*EXERCISE*
Down to the last line, reproduce the records exactly.

[DATA EXTRACTS — start]

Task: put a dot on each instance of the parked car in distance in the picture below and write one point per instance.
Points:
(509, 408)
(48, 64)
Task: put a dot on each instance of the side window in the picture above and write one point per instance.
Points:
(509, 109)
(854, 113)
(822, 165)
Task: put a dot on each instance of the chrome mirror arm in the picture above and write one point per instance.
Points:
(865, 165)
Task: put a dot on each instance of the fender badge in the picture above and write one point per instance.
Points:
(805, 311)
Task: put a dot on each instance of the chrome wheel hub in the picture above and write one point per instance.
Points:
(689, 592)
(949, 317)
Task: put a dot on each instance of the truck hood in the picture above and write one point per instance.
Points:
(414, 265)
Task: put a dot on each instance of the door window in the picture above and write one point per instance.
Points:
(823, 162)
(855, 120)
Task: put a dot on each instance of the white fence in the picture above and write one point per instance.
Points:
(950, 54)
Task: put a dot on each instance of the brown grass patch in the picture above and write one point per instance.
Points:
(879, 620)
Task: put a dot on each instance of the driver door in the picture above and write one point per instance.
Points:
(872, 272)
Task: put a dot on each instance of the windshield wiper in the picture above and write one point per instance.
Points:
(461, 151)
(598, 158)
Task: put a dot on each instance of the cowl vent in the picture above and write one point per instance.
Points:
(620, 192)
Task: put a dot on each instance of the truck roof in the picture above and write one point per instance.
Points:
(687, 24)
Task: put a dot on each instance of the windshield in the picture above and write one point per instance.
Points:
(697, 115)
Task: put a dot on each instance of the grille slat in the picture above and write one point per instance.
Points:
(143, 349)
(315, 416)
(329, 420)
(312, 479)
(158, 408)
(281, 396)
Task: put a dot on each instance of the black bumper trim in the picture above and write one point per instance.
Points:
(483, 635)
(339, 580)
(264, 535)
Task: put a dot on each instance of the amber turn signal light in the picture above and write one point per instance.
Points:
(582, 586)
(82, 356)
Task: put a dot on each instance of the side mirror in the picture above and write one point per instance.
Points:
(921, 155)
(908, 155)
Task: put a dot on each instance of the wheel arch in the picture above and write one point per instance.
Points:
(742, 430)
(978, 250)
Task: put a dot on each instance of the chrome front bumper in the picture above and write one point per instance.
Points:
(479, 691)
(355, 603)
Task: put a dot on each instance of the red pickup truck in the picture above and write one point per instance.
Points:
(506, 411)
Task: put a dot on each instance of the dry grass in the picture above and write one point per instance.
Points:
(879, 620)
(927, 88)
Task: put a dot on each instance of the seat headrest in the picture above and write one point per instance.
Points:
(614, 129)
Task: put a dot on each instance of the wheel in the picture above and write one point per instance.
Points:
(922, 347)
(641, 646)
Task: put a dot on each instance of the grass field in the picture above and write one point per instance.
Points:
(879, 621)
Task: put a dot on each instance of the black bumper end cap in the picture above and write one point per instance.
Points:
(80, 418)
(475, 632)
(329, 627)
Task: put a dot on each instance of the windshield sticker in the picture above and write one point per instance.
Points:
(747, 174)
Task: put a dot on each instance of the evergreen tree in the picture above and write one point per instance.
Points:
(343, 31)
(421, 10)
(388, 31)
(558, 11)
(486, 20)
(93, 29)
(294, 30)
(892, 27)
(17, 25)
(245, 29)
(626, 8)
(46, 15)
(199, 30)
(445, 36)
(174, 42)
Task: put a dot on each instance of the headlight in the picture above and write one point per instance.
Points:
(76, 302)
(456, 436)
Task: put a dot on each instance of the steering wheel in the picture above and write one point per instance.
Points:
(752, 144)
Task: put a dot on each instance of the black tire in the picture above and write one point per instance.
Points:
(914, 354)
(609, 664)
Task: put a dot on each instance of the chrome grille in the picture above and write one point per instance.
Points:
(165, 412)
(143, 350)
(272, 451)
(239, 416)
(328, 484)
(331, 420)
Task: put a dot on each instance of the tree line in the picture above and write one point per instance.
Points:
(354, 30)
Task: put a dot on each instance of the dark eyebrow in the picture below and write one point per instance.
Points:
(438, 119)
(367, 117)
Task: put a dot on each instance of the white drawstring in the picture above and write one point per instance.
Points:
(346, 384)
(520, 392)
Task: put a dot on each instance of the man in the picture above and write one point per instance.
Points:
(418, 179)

[DATA EXTRACTS — finish]

*WRITTEN REPLY*
Task: put a dot on each instance of the parked car in distance in the picture below and write one point per instance.
Points:
(509, 408)
(48, 64)
Task: put a dot on each instance of the side window in the picture above and write one point per instance.
Points:
(509, 109)
(854, 113)
(822, 165)
Task: put a dot on each instance of the chrome mirror arm in the picture above and write one point per instance.
Points:
(865, 165)
Task: put a dot on each instance of the fender badge in the picture above and write one point per instance.
Points:
(805, 311)
Task: put a dot on each instance of the chrome wheel hub in the picture above and write one point per instance.
Points:
(689, 592)
(949, 317)
Task: put a dot on each instance of the truck hood in the picture above and write one point per instance.
Points:
(414, 265)
Task: put a dot on each instance of the door window in the picture above and write one point per instance.
Points:
(823, 162)
(855, 120)
Task: put a dot on each instance of the white fence in the picture above and write one point per instance.
Points:
(950, 54)
Task: put a dot on each instance of the brown grass patch in the picture above and write one point per instance.
Points:
(879, 620)
Task: put a dot on each instance of the driver door in the picture above and write one point per instance.
Points:
(872, 272)
Task: put a dot on each instance of the windshield wiper in the picture above and write one point per instance.
Points:
(461, 151)
(598, 158)
Task: put a dot on each instance of the cowl vent in the picture above and write one point per instance.
Points:
(620, 192)
Task: put a dot on each instance of the truck roof in the picture above and write one point per instance.
Points:
(687, 24)
Task: put a dot on each instance of the windshield in the picture above and write one point per instance.
Points:
(697, 115)
Task: put a dot on each instance of the grille slat in the picture above and write one point per instance.
Points:
(143, 349)
(315, 416)
(329, 420)
(312, 479)
(158, 408)
(281, 396)
Task: put a dot on each instance of the black bumper trim in the picture above and write one point per instance.
Points:
(483, 635)
(339, 580)
(264, 535)
Task: put a dot on each instance of the amber turn signal light in the picture above and write one point per instance.
Points:
(582, 586)
(82, 356)
Task: put a dot on each instance of the side mirror in the picture above and write one point per instance.
Points:
(921, 155)
(908, 155)
Task: put a dot on each instance of the wheel arch in the picture above and write one point per instance.
Points:
(742, 430)
(978, 250)
Task: put a dot on each instance of the chrome front bumper in the picture above and write one point per instance.
Points:
(479, 691)
(355, 603)
Task: put a dot on each instance of the red pickup truck in the picture above and write one point per instance.
Points:
(506, 411)
Task: put a dot on each instance of the dry grass in the picture above and write one point per instance.
Points:
(879, 620)
(927, 88)
Task: put a dot on each instance of the seat headrest in the picture above and write one point per instance.
Points:
(614, 129)
Task: put a dot on each instance of the wheel in the picture above and write one point per instance.
Points:
(922, 347)
(641, 646)
Task: put a dot on each instance of the grass field in the picture above and write one point per instance.
Points:
(879, 621)
Task: put a dot on each instance of the black bumper end cap in the picture above and write one point per instance.
Points:
(80, 418)
(475, 632)
(329, 627)
Task: put a dot on each instance of the windshield sticker in the picture above and write one point per instance.
Points:
(747, 174)
Task: put a dot on each instance of the evergreen tree in the picture above and write one point per instance.
Points:
(343, 31)
(421, 10)
(388, 31)
(558, 11)
(486, 20)
(93, 29)
(294, 30)
(892, 27)
(17, 25)
(245, 29)
(626, 8)
(46, 15)
(199, 30)
(445, 36)
(174, 42)
Task: put a dot on each instance of the headlight in the picture above and write one point per instance.
Points:
(76, 302)
(456, 436)
Task: put a dot on each instance of the steering wheel in the picture above and write one point per instance.
Points:
(752, 144)
Task: put a dot on each instance of the black tire in the picture above and write one point per instance.
Points:
(914, 354)
(609, 664)
Task: put a dot on each instance of the chrome grille in the picture above and write one point per instance.
Points:
(165, 412)
(143, 350)
(272, 451)
(239, 416)
(328, 484)
(331, 420)
Task: put a dot on each instance of the tree line in the picture above and write one point per instance.
Points:
(354, 30)
Task: put a dot on each instance of the dark eyebrow in the picture below and write one point per instance.
Points:
(438, 119)
(367, 117)
Task: put a dot on each instance of the white drawstring in the picture above and write one point per instance.
Points:
(346, 384)
(520, 392)
Task: put a dot on each instance of the man in the picture above and write one point per instance.
Points:
(418, 179)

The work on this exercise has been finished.